§ **EXERCISE PROMPT**
Find the line containing "Task: annotate each instance of the baby's lip" in the listing below. Repeat it exactly, along with each following line up to and including the one containing "Target: baby's arm".

===

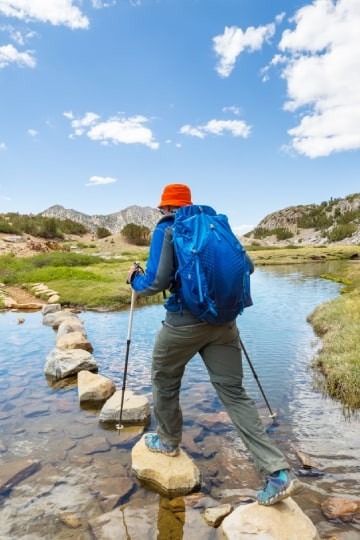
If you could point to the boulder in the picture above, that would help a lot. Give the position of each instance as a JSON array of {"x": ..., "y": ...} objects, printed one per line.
[
  {"x": 56, "y": 318},
  {"x": 93, "y": 387},
  {"x": 71, "y": 324},
  {"x": 281, "y": 521},
  {"x": 73, "y": 340},
  {"x": 50, "y": 308},
  {"x": 61, "y": 364},
  {"x": 170, "y": 475},
  {"x": 136, "y": 409}
]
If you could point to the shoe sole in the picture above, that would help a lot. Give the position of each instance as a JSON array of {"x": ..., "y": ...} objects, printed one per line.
[
  {"x": 292, "y": 489},
  {"x": 172, "y": 453}
]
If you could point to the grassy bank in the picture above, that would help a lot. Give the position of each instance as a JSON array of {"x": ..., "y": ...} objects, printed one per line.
[
  {"x": 95, "y": 282},
  {"x": 338, "y": 324}
]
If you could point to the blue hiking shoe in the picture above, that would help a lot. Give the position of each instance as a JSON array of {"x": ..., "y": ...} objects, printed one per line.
[
  {"x": 279, "y": 485},
  {"x": 154, "y": 444}
]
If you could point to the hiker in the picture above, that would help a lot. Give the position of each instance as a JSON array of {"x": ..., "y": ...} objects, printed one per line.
[{"x": 181, "y": 336}]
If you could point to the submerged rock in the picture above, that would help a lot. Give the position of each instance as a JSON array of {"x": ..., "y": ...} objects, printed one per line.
[
  {"x": 136, "y": 409},
  {"x": 61, "y": 364},
  {"x": 170, "y": 475},
  {"x": 281, "y": 521}
]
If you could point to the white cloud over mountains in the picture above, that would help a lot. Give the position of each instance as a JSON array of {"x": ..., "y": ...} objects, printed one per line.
[
  {"x": 115, "y": 130},
  {"x": 237, "y": 128},
  {"x": 323, "y": 77},
  {"x": 234, "y": 41},
  {"x": 100, "y": 180},
  {"x": 10, "y": 55},
  {"x": 320, "y": 61},
  {"x": 56, "y": 12}
]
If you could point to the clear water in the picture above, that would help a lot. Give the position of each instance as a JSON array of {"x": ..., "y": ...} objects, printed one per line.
[{"x": 85, "y": 469}]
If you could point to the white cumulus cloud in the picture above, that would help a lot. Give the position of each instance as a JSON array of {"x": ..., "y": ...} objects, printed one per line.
[
  {"x": 100, "y": 180},
  {"x": 10, "y": 55},
  {"x": 229, "y": 45},
  {"x": 115, "y": 130},
  {"x": 322, "y": 73},
  {"x": 237, "y": 128},
  {"x": 55, "y": 12}
]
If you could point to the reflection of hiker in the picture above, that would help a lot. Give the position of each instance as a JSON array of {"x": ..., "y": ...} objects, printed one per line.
[{"x": 182, "y": 336}]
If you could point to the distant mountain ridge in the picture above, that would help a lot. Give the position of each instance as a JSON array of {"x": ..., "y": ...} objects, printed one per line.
[
  {"x": 143, "y": 216},
  {"x": 334, "y": 221}
]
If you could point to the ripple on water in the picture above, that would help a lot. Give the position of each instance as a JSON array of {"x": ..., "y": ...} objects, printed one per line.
[{"x": 42, "y": 421}]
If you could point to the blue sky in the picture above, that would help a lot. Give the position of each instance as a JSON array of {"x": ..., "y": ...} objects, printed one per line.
[{"x": 255, "y": 104}]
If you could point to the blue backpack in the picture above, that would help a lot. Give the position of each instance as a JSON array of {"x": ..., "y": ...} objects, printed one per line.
[{"x": 213, "y": 268}]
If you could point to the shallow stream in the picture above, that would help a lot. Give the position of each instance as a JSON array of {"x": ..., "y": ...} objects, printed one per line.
[{"x": 85, "y": 469}]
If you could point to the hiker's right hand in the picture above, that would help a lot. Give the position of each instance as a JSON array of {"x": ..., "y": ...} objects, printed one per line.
[{"x": 133, "y": 271}]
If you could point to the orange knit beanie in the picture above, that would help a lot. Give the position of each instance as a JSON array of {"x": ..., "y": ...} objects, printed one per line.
[{"x": 175, "y": 195}]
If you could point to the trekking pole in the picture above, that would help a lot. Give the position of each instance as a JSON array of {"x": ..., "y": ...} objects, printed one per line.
[
  {"x": 119, "y": 426},
  {"x": 271, "y": 415}
]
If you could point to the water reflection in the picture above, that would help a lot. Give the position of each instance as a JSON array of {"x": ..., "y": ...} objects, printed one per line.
[{"x": 86, "y": 467}]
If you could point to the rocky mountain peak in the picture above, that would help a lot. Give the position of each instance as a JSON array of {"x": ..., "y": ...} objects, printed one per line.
[{"x": 143, "y": 216}]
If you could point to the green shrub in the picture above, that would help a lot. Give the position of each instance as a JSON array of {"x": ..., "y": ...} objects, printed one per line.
[{"x": 341, "y": 231}]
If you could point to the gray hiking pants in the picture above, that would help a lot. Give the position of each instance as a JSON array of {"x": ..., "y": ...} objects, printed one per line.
[{"x": 219, "y": 347}]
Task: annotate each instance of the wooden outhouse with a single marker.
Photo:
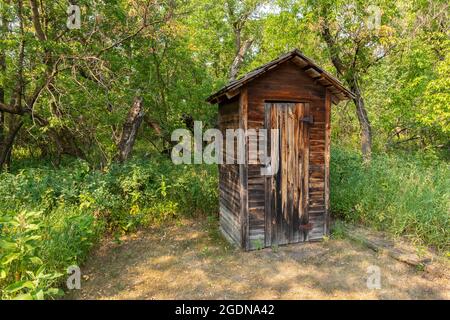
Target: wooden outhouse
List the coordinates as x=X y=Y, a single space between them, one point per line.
x=294 y=95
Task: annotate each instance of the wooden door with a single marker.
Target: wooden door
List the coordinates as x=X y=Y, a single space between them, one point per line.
x=287 y=190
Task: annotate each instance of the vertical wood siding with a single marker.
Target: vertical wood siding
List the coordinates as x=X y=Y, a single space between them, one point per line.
x=287 y=83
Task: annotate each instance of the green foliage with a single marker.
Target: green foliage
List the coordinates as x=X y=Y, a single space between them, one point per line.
x=404 y=195
x=49 y=219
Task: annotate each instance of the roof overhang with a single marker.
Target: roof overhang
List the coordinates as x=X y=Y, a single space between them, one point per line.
x=322 y=77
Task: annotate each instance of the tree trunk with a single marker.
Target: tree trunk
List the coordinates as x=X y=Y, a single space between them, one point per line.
x=237 y=62
x=364 y=123
x=130 y=129
x=5 y=152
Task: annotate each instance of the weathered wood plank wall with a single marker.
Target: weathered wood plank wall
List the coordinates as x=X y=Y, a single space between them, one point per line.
x=288 y=83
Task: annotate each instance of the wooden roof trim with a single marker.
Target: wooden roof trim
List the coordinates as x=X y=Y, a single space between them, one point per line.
x=311 y=68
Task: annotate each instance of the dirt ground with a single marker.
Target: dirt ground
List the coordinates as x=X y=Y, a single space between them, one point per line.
x=189 y=260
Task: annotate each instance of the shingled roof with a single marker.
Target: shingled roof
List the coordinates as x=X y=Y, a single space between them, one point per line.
x=309 y=66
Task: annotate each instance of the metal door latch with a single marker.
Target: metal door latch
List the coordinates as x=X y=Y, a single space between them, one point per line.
x=308 y=120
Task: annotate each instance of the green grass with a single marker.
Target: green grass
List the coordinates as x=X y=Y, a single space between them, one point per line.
x=50 y=218
x=404 y=195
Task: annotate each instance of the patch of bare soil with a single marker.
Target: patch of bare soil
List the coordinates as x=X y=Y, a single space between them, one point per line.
x=188 y=260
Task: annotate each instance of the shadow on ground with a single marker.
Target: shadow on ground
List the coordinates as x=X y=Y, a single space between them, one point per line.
x=189 y=261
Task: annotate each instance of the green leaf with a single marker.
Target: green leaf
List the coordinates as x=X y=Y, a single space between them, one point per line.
x=36 y=260
x=10 y=258
x=25 y=296
x=7 y=245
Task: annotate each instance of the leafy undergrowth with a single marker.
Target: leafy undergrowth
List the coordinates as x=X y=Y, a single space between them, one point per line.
x=402 y=195
x=50 y=218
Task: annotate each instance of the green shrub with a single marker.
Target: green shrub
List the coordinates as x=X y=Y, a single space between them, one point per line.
x=404 y=195
x=50 y=218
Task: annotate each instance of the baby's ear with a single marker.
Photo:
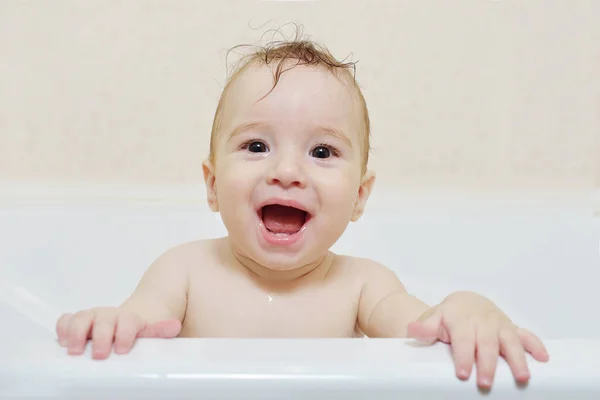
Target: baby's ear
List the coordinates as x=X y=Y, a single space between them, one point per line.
x=211 y=185
x=364 y=191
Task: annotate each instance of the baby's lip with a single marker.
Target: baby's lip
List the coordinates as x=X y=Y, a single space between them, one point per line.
x=284 y=202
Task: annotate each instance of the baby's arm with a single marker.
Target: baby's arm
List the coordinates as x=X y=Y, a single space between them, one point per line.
x=156 y=308
x=386 y=308
x=477 y=329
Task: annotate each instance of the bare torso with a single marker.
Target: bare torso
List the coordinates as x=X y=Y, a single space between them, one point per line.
x=226 y=299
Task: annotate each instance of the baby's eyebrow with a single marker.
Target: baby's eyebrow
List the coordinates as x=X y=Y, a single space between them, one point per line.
x=327 y=130
x=337 y=133
x=242 y=127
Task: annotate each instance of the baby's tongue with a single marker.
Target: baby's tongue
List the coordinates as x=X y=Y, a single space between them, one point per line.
x=281 y=219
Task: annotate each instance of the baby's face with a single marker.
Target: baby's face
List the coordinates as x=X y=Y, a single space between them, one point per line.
x=287 y=173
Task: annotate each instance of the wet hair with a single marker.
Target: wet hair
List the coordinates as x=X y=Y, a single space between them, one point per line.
x=288 y=54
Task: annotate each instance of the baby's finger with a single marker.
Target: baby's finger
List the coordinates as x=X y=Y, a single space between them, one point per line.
x=62 y=329
x=514 y=353
x=79 y=330
x=462 y=341
x=128 y=327
x=163 y=329
x=488 y=352
x=103 y=331
x=533 y=345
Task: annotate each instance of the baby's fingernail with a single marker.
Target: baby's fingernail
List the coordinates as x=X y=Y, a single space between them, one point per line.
x=485 y=382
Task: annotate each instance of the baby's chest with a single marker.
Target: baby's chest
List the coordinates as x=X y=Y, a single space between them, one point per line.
x=245 y=310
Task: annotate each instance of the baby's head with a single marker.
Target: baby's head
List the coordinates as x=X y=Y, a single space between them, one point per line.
x=289 y=148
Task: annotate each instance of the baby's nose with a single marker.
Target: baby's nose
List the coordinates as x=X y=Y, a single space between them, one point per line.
x=287 y=172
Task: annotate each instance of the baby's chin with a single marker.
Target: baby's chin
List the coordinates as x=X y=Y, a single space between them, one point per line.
x=282 y=266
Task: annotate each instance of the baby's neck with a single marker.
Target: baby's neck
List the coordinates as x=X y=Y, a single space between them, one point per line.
x=316 y=270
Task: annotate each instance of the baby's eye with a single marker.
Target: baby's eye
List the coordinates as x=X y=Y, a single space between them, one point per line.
x=256 y=146
x=322 y=151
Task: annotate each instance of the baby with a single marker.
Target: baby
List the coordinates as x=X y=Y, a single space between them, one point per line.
x=287 y=171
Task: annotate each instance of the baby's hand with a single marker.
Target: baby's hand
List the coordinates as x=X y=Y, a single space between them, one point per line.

===

§ **RESULT OF THE EXERCISE**
Task: annotate each instance of the baby's lip with a single marker.
Target: baby's lip
List the coordinates as x=X y=Y, a single space between them, one point per line.
x=284 y=202
Task: annotate each instance of the baby's arm with a single marker.
Target: baby's arm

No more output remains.